-------- DATA LISTING --------

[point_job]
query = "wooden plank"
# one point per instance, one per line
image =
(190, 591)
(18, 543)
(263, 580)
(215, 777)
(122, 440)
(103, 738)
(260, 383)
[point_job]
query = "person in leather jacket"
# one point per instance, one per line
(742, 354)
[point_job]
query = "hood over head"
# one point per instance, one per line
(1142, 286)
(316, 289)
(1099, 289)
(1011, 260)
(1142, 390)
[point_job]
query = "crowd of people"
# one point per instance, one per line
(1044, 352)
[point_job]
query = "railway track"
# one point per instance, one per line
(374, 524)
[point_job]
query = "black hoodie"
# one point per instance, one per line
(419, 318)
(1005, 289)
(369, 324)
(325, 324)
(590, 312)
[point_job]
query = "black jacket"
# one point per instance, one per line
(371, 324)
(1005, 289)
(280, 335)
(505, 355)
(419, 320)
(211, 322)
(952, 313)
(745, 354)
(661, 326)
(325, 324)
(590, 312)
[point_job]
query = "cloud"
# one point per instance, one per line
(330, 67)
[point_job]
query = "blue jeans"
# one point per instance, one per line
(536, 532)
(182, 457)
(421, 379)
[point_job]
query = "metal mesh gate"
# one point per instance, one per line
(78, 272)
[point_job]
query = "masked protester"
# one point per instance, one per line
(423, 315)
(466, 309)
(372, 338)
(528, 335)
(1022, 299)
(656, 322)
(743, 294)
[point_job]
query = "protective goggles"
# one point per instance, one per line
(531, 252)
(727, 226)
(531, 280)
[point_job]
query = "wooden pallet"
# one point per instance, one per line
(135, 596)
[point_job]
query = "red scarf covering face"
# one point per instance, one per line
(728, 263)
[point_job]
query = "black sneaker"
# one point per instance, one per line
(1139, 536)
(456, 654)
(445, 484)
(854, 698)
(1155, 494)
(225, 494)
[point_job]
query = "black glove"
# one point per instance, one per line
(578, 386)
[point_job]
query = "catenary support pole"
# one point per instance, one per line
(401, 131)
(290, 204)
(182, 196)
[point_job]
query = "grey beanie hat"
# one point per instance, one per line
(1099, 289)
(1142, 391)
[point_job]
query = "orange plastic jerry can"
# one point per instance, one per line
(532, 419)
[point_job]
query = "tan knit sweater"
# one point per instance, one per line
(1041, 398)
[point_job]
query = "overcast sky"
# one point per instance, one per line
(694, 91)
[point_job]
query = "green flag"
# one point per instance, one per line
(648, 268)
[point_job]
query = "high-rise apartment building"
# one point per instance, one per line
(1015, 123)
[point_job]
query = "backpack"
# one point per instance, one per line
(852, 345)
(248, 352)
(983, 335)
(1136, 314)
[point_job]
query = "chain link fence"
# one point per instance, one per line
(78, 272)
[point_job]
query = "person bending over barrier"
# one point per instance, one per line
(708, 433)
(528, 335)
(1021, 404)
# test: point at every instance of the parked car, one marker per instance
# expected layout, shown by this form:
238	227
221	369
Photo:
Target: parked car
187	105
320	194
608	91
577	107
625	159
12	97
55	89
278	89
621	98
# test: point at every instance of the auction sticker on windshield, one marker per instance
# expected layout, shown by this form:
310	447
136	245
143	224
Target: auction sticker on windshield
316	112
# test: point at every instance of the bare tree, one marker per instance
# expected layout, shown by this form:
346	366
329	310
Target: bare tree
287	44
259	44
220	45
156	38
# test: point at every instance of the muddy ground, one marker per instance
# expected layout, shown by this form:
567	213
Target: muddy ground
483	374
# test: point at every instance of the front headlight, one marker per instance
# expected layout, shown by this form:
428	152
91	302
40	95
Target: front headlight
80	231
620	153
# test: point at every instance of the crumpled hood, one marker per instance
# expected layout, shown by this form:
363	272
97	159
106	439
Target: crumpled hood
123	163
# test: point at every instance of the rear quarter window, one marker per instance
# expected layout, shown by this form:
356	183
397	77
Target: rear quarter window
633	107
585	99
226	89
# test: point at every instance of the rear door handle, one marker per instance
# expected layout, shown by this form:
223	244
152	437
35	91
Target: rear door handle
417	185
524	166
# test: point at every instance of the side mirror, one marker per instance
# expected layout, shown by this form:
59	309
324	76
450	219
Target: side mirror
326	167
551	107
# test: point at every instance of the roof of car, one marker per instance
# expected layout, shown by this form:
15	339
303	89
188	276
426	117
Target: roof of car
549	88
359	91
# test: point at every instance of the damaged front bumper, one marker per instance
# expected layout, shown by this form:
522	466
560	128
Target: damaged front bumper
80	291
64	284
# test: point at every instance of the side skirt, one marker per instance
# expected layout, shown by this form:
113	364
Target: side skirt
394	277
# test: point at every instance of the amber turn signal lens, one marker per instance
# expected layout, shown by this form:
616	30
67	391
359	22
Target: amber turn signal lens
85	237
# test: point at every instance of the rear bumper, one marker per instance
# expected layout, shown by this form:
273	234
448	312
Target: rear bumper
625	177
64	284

--------

• [TO DO] Reproduce the data word for word, from the first line through the line containing "(1044, 352)", with both of those lines included.

• [SOLUTION FOR THIS TASK]
[point_job]
query = "wooden plank"
# one point per instance, one per line
image =
(190, 591)
(18, 543)
(263, 580)
(215, 777)
(122, 440)
(103, 738)
(260, 383)
[point_job]
query = "person in leather jacket"
# one point per instance, one per line
(742, 354)
[point_job]
query = "hood over head"
# one point per instance, one per line
(1142, 286)
(316, 289)
(1099, 289)
(1011, 260)
(1142, 390)
[point_job]
query = "crowd of people"
# one point per instance, one per line
(1044, 352)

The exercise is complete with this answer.